* _Task directions_: Return each line of the records below in which the string "rear" turns up.

(Records for processing)

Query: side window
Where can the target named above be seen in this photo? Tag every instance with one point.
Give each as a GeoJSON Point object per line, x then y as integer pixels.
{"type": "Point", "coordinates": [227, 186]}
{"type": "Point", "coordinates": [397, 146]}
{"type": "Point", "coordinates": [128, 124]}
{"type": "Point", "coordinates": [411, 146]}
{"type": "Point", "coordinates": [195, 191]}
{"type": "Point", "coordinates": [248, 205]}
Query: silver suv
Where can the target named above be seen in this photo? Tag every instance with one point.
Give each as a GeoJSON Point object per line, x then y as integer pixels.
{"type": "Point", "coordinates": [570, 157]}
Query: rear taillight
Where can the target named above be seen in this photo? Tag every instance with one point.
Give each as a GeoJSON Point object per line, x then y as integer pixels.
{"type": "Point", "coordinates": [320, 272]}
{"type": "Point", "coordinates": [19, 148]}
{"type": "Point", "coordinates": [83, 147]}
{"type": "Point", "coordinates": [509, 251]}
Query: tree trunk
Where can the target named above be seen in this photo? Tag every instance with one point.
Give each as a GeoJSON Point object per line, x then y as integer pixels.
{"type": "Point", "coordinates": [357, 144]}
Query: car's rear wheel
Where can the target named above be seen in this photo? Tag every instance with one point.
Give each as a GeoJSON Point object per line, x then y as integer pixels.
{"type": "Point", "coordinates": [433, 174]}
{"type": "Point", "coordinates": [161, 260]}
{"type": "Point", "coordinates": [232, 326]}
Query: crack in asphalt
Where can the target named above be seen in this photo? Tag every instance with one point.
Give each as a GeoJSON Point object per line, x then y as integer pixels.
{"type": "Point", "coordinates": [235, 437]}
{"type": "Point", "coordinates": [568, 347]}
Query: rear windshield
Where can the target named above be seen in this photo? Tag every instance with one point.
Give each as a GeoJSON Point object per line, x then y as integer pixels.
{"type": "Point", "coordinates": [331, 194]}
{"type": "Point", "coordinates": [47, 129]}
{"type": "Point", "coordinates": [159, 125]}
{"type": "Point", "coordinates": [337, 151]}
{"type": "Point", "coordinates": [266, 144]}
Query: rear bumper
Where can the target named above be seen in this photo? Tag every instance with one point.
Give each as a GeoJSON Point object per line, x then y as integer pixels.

(End Records for processing)

* _Reply to the exercise_:
Query: rear taillight
Query: car's rear wheel
Query: rear windshield
Query: rear bumper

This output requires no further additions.